═════ MATERIAL FOR THIS TASK

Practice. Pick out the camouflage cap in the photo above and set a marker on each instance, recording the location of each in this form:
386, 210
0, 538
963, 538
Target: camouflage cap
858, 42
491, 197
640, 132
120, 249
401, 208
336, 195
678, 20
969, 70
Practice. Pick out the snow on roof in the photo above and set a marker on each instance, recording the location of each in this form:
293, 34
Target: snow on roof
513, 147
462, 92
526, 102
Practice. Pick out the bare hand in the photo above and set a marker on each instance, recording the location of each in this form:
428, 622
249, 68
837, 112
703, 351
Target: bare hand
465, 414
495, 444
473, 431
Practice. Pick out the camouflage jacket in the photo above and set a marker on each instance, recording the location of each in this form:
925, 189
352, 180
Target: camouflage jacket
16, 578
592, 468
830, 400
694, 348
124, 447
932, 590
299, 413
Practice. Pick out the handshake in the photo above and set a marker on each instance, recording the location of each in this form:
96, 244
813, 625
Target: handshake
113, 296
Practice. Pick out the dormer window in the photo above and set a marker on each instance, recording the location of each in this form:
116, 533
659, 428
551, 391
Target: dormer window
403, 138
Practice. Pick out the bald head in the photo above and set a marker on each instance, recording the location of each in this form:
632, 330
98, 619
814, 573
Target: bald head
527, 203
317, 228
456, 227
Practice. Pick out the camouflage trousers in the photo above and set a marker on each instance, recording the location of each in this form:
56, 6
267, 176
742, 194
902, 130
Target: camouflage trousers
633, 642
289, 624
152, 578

══════════
═════ MATERIAL FOR THIS TASK

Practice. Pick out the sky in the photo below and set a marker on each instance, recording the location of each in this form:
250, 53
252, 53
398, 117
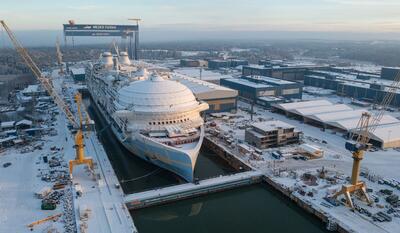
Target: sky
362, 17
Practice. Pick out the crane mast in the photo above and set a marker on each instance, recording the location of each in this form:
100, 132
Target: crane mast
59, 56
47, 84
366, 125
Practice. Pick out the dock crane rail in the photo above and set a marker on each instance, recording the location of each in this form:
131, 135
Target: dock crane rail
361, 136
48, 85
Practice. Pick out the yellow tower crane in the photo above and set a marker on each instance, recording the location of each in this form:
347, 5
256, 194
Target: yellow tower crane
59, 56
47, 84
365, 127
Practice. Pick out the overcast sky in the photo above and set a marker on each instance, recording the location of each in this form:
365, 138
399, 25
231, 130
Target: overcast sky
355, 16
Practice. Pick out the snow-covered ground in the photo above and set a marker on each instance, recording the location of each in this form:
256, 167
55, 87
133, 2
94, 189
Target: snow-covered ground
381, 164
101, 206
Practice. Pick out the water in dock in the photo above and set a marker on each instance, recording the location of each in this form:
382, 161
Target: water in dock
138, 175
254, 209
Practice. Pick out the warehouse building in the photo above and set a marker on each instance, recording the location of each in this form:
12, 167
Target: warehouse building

══════════

= WHAT YOU HAVE TO DO =
Go through the material and select each line with the string "warehouse" in it.

= ANSWER BOX =
Practice. Pick out the warehouse building in the photo above and set a marker on each instance, recording the location of each in this form:
Target: warehouse building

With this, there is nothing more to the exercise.